Duplicate the passage of the article below on men's and women's adultery from "The conversation seemed" up to and including "her biological differences.".

__Document segment__
====
By Ferdaws Aharrar
By Ferdaws Aharrar
Rabat – Three women were sitting in the local hospital discussing something that sounded controversial to me, and as I happened to eavesdrop, I could not help but state my opinion and say, “The same weight that is laid on a woman who committed adultery must also be laid on the man.”
The conversation seemed to suggest that men’s adultery is something women can do nothing about. One of the women, a mother, argued that “one could never tell if a man has committed adultery; unlike women, he has nothing to lose.” She was referring to losing virginity. But actually, both men and women can lose their virginity, but a women’s virginity is held in higher regard due to her biological differences.
The other woman, also a mother, complained, “Girls these days are out of control! They would let anyone approach them. The real woman is the one who can preserve herself and protect her and her family’s honor.” This triggered the thought: what constitutes a woman’s “honor”?
====
__Records provided__
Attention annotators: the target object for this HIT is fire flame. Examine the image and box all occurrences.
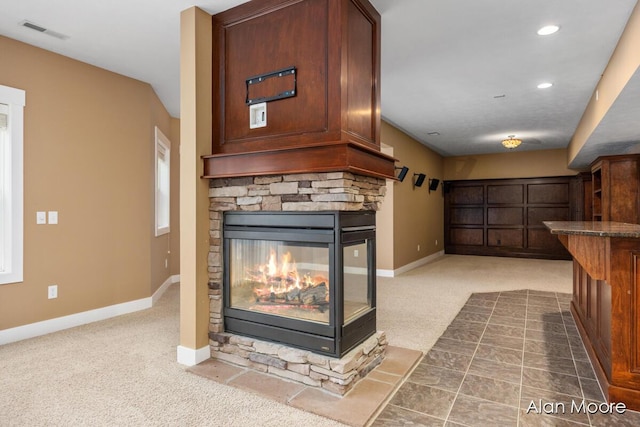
[248,249,328,297]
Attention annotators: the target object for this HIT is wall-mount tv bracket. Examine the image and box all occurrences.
[245,67,298,105]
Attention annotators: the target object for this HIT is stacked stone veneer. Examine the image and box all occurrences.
[208,172,387,395]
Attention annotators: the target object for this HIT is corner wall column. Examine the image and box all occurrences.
[177,7,212,366]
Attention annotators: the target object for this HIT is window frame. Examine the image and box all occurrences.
[0,85,26,285]
[154,126,171,237]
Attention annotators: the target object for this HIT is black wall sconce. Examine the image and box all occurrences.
[429,178,440,193]
[396,166,409,182]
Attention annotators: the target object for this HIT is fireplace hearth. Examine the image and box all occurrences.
[223,211,376,357]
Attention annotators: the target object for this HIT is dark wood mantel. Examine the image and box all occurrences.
[203,142,395,179]
[545,221,640,410]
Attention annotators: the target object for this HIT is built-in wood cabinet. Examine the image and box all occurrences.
[591,155,640,224]
[444,177,575,259]
[203,0,395,178]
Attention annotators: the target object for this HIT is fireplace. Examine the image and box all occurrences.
[223,211,376,357]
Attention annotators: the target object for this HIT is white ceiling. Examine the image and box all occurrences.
[0,0,640,168]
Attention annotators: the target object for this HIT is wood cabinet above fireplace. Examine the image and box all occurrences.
[203,0,394,178]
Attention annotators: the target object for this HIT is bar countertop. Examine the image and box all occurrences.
[543,221,640,239]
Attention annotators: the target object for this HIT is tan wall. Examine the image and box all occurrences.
[444,149,577,181]
[381,122,444,269]
[0,37,177,329]
[178,6,213,352]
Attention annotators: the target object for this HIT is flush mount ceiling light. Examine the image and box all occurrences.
[502,135,522,150]
[538,25,560,36]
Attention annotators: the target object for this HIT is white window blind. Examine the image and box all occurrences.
[0,85,25,284]
[155,127,171,236]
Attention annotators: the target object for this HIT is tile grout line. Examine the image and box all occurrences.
[556,294,604,426]
[444,292,502,425]
[516,289,529,425]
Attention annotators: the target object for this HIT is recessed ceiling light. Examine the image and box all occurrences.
[538,25,560,36]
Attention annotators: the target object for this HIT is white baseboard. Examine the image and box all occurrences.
[376,251,444,277]
[0,275,180,345]
[178,345,211,366]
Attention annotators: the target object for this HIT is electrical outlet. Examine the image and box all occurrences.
[47,211,58,224]
[47,285,58,299]
[36,211,47,224]
[249,102,267,129]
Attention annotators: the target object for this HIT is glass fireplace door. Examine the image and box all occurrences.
[342,241,371,323]
[229,239,332,325]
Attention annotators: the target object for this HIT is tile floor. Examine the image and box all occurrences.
[372,290,640,427]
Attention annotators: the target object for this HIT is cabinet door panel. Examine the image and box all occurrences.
[487,208,523,225]
[487,184,524,204]
[527,183,570,204]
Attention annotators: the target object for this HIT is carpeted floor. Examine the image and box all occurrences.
[0,255,572,427]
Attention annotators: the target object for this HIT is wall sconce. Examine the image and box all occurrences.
[396,166,409,182]
[429,178,440,193]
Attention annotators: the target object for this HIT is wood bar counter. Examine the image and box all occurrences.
[544,221,640,410]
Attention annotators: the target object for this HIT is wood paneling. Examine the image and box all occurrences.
[445,177,575,259]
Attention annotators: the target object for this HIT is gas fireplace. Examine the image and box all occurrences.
[223,211,376,357]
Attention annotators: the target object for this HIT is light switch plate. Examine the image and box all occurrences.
[36,211,47,224]
[49,211,58,224]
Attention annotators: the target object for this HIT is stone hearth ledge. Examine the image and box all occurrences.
[209,331,387,396]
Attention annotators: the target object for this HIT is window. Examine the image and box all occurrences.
[156,127,171,236]
[0,85,25,284]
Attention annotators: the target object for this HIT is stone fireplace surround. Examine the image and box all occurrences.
[208,172,387,395]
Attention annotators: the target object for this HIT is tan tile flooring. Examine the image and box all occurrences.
[190,290,640,427]
[373,290,640,427]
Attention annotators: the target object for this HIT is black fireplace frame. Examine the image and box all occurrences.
[223,211,376,357]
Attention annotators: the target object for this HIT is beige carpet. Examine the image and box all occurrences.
[0,255,572,427]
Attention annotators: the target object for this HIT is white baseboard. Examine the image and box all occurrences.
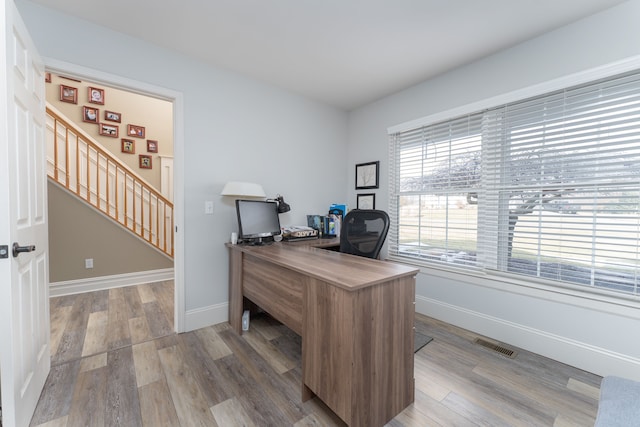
[185,302,229,332]
[416,295,640,381]
[49,268,174,297]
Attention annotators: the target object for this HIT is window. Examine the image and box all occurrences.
[389,72,640,295]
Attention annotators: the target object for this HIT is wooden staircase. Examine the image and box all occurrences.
[47,105,174,259]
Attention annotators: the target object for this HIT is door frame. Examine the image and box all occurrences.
[42,57,186,333]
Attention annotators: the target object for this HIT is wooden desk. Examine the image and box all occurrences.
[227,240,418,427]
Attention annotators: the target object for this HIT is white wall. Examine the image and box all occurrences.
[16,1,347,329]
[348,0,640,380]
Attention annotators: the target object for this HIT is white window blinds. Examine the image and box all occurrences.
[390,72,640,295]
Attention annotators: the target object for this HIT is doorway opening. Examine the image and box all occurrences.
[45,61,185,332]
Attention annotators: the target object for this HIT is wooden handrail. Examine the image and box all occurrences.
[47,106,174,258]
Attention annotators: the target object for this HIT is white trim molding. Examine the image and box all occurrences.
[416,295,640,381]
[184,302,229,332]
[49,268,174,297]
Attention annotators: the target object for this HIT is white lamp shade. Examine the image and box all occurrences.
[220,181,267,198]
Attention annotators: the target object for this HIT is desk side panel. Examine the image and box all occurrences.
[302,277,415,427]
[242,254,308,335]
[351,277,415,426]
[229,248,243,334]
[302,279,353,424]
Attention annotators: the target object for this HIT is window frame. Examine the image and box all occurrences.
[387,56,640,300]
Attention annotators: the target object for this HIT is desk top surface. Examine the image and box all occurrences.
[227,239,419,290]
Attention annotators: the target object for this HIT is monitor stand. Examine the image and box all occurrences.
[251,237,264,246]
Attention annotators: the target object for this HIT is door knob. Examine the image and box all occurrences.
[13,242,36,258]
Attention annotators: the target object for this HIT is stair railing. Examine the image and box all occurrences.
[47,106,174,258]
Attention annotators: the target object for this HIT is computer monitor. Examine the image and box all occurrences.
[236,200,281,245]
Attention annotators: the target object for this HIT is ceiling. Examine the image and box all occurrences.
[26,0,624,110]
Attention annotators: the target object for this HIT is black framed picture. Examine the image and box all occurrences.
[356,161,380,190]
[356,193,376,209]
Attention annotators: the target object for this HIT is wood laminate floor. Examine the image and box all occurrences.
[32,282,601,427]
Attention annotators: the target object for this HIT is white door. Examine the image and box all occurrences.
[0,0,51,427]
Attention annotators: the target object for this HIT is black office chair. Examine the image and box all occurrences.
[340,209,389,258]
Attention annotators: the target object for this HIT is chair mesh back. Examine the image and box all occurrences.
[340,209,389,258]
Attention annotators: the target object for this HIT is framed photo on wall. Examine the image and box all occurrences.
[120,138,136,154]
[82,105,100,124]
[89,86,104,105]
[139,154,151,169]
[356,161,380,190]
[104,110,122,123]
[127,125,144,138]
[60,85,78,104]
[147,139,158,153]
[100,123,118,138]
[356,193,376,209]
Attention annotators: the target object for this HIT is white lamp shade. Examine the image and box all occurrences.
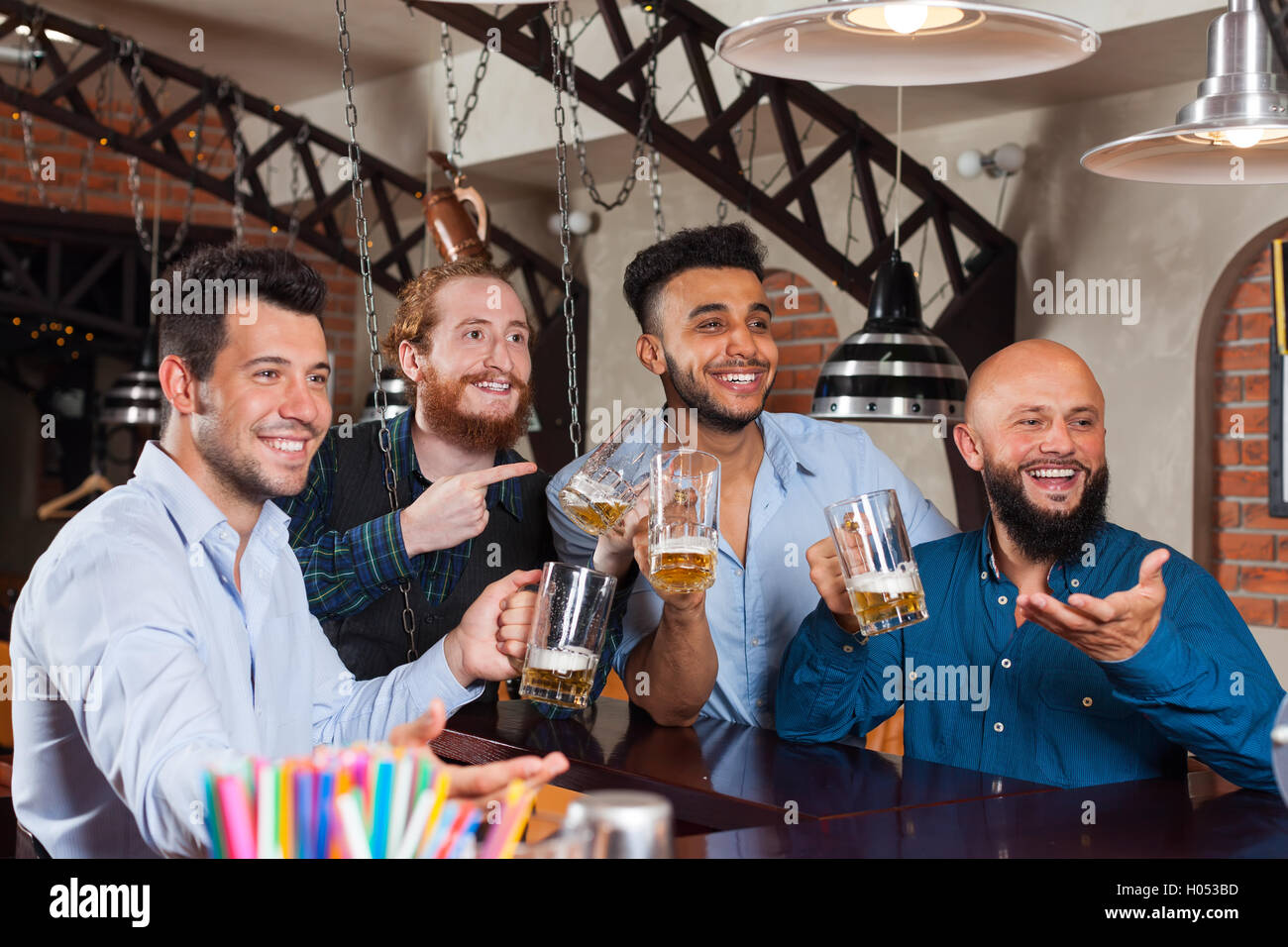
[716,0,1100,86]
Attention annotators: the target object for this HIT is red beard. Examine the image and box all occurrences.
[416,366,532,451]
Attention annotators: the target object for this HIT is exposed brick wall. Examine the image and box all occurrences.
[1212,235,1288,627]
[0,110,365,411]
[765,269,838,415]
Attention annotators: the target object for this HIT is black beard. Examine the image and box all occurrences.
[984,460,1109,562]
[664,355,773,434]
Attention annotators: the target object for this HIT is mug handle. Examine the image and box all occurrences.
[455,187,486,244]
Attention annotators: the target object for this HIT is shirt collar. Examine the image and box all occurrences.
[756,411,814,484]
[134,441,291,546]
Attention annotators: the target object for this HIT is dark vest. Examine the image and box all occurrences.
[322,421,555,701]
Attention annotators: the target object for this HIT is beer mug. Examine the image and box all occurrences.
[825,489,928,638]
[648,450,720,592]
[559,408,680,536]
[519,562,617,710]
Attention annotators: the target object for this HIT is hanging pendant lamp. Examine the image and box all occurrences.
[810,250,966,421]
[716,0,1100,85]
[99,325,164,428]
[1082,0,1288,184]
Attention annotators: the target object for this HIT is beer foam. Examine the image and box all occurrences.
[649,536,716,556]
[527,647,599,674]
[561,473,628,504]
[845,569,919,595]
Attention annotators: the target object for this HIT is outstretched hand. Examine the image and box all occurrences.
[1015,549,1171,661]
[389,698,568,805]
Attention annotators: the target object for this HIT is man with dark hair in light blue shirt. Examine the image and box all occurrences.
[12,245,568,857]
[778,339,1284,791]
[546,223,954,728]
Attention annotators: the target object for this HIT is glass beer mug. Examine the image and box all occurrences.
[824,489,928,638]
[519,562,617,710]
[648,450,720,591]
[559,408,679,536]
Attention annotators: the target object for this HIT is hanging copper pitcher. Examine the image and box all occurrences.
[425,151,490,263]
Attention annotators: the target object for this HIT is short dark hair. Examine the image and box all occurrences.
[158,244,326,428]
[622,222,765,335]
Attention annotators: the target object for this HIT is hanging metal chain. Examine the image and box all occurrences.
[550,0,580,458]
[335,0,420,663]
[564,0,666,210]
[438,22,486,167]
[121,40,206,263]
[228,78,246,244]
[20,7,49,207]
[649,145,666,241]
[716,68,760,224]
[286,123,309,252]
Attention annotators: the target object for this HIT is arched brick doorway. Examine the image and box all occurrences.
[1194,220,1288,644]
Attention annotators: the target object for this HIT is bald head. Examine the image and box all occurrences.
[966,339,1105,433]
[953,339,1109,551]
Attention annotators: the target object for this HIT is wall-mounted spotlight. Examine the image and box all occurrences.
[957,142,1024,180]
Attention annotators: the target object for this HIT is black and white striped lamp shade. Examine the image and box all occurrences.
[99,368,164,427]
[810,326,966,421]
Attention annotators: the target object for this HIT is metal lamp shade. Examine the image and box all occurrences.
[99,366,164,427]
[716,0,1100,86]
[810,250,966,421]
[1082,0,1288,184]
[98,325,164,427]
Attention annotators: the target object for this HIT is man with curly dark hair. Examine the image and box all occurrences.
[546,223,956,727]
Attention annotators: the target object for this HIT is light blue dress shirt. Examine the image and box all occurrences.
[546,412,957,728]
[10,443,483,858]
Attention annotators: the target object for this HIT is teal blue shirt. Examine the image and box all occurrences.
[778,524,1284,792]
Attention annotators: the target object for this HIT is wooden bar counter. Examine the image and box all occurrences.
[434,698,1288,858]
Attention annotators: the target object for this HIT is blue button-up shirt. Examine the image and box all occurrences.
[546,412,956,727]
[778,515,1284,791]
[10,443,483,857]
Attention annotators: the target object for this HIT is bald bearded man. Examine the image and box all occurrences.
[778,340,1284,791]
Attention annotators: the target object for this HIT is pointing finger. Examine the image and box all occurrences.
[461,460,537,487]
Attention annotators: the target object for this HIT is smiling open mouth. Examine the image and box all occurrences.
[709,368,765,394]
[261,437,308,455]
[1024,467,1082,493]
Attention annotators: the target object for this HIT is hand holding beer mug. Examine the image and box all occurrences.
[825,489,928,638]
[559,408,679,536]
[648,450,720,592]
[519,562,617,710]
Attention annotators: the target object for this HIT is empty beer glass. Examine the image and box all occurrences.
[559,408,680,536]
[519,562,617,710]
[648,450,720,591]
[825,489,928,637]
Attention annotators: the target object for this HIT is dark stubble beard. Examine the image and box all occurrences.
[664,355,773,434]
[984,460,1109,562]
[190,399,321,504]
[416,365,532,451]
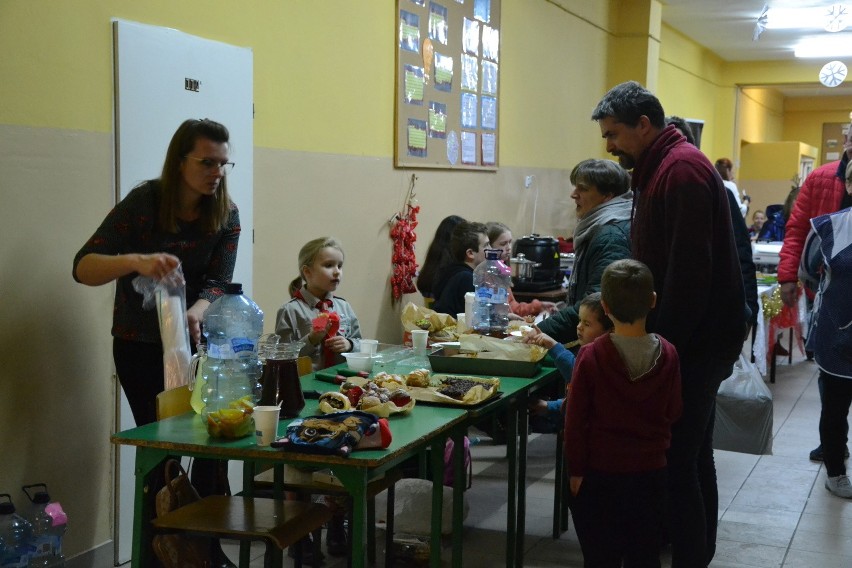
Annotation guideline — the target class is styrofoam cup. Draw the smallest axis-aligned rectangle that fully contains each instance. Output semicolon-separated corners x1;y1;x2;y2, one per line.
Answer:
411;329;429;349
361;339;379;355
254;406;281;446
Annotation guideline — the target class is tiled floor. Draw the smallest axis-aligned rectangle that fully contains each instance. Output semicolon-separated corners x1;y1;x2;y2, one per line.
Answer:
221;344;852;568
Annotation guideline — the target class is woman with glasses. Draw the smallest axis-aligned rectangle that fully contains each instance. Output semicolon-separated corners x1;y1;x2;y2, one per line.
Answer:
73;119;240;564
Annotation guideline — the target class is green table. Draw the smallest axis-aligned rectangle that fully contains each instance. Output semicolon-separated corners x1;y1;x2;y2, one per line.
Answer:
111;386;468;567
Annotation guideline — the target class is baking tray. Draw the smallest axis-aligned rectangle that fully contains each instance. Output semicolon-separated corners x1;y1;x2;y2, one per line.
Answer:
429;347;541;377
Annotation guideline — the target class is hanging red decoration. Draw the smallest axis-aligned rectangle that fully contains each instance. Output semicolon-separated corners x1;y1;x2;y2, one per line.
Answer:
389;174;420;302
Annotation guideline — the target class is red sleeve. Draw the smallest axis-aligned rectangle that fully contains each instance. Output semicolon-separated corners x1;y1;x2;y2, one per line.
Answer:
564;348;594;476
778;176;825;283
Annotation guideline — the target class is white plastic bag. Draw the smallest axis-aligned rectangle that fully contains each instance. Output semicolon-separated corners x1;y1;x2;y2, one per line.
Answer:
713;355;773;455
376;477;470;536
133;265;191;390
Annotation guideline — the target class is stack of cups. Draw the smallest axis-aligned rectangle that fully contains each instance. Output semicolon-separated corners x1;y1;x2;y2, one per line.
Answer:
361;339;379;355
254;406;280;446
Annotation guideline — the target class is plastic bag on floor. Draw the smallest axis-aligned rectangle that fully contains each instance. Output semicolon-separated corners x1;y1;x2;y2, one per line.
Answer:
713;355;772;455
376;478;470;536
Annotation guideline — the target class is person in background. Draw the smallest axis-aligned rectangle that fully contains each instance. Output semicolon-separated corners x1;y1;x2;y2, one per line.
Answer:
715;158;751;219
592;81;750;568
748;209;766;241
72;119;240;566
778;124;852;461
524;292;612;433
799;203;852;499
485;221;556;317
432;221;488;317
417;215;464;308
564;259;683;567
539;160;633;343
275;237;361;370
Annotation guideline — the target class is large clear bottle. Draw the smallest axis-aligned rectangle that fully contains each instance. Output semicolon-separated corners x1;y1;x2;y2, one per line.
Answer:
21;483;68;568
0;493;33;568
470;249;512;337
203;283;263;438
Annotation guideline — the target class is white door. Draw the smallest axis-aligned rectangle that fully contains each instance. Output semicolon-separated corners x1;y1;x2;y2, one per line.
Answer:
113;20;254;565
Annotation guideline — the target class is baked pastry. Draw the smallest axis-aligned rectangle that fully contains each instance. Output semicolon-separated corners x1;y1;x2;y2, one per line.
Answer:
319;392;352;414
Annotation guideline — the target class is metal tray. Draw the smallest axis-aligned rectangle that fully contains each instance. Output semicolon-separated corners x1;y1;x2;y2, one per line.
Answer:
429;347;541;377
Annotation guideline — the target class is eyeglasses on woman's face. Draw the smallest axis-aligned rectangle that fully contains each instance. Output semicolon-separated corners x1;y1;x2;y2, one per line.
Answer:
184;156;236;175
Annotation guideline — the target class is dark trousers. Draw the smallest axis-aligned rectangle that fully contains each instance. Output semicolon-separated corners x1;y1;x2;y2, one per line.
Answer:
569;468;666;568
112;338;229;497
668;359;734;568
819;371;852;477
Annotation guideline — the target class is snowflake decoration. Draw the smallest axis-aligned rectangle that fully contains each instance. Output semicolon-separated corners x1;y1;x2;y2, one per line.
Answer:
825;4;849;32
819;61;846;87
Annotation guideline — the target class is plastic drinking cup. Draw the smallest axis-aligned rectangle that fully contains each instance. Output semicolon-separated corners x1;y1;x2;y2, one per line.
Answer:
254;406;280;446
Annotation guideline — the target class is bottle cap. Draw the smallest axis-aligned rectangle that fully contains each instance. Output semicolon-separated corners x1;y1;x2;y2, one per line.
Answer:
225;282;243;294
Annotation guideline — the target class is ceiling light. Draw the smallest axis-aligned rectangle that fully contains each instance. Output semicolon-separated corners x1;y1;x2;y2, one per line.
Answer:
794;33;852;59
766;8;826;30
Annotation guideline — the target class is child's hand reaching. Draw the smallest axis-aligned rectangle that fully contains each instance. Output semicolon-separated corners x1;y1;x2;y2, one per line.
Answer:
524;325;556;349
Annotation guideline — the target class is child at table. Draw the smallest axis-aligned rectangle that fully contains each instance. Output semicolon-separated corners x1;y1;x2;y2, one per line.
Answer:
275;237;361;370
524;292;612;433
275;237;361;566
565;259;683;566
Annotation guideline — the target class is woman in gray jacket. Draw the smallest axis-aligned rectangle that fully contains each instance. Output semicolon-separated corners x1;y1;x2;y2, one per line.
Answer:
538;160;633;343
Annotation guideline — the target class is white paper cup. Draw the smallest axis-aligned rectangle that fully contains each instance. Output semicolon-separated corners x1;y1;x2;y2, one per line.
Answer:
361;339;379;355
254;406;280;446
411;329;429;349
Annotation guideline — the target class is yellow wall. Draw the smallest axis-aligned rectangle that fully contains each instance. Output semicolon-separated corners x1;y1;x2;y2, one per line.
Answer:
657;26;734;159
782;97;852;167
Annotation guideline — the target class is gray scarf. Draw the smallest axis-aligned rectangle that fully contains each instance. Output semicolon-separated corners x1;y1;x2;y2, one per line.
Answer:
568;191;633;304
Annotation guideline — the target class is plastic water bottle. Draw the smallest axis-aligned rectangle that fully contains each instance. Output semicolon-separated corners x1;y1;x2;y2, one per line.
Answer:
203;283;263;437
470;249;512;336
21;483;68;568
0;493;32;568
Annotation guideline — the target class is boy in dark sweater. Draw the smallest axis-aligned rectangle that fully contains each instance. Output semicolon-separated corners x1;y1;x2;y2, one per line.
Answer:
565;260;682;567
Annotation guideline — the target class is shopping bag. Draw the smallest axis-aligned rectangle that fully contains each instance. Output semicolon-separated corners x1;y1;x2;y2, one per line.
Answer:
713;355;772;455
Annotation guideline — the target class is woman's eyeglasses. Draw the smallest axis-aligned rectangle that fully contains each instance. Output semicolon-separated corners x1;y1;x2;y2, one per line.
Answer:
184;156;236;176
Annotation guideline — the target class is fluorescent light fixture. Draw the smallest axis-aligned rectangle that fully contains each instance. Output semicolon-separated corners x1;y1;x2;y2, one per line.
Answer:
794;33;852;59
766;8;825;30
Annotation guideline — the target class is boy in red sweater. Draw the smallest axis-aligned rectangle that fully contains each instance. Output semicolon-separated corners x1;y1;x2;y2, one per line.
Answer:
565;259;682;567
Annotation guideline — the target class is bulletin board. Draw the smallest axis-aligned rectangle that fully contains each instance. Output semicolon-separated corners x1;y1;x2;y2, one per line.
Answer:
394;0;500;171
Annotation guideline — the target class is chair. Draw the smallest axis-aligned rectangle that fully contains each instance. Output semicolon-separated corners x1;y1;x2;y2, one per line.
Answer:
151;382;332;567
151;495;332;567
253;356;402;566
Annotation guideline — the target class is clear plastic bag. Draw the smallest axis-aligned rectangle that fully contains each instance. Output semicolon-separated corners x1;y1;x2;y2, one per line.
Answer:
713;355;773;455
133;265;191;390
====
__Finished exercise__
The conversation seemed to suggest that men’s adultery is something women can do nothing about. One of the women, a mother, argued that “one could never tell if a man has committed adultery; unlike women, he has nothing to lose.” She was referring to losing virginity. But actually, both men and women can lose their virginity, but a women’s virginity is held in higher regard due to her biological differences.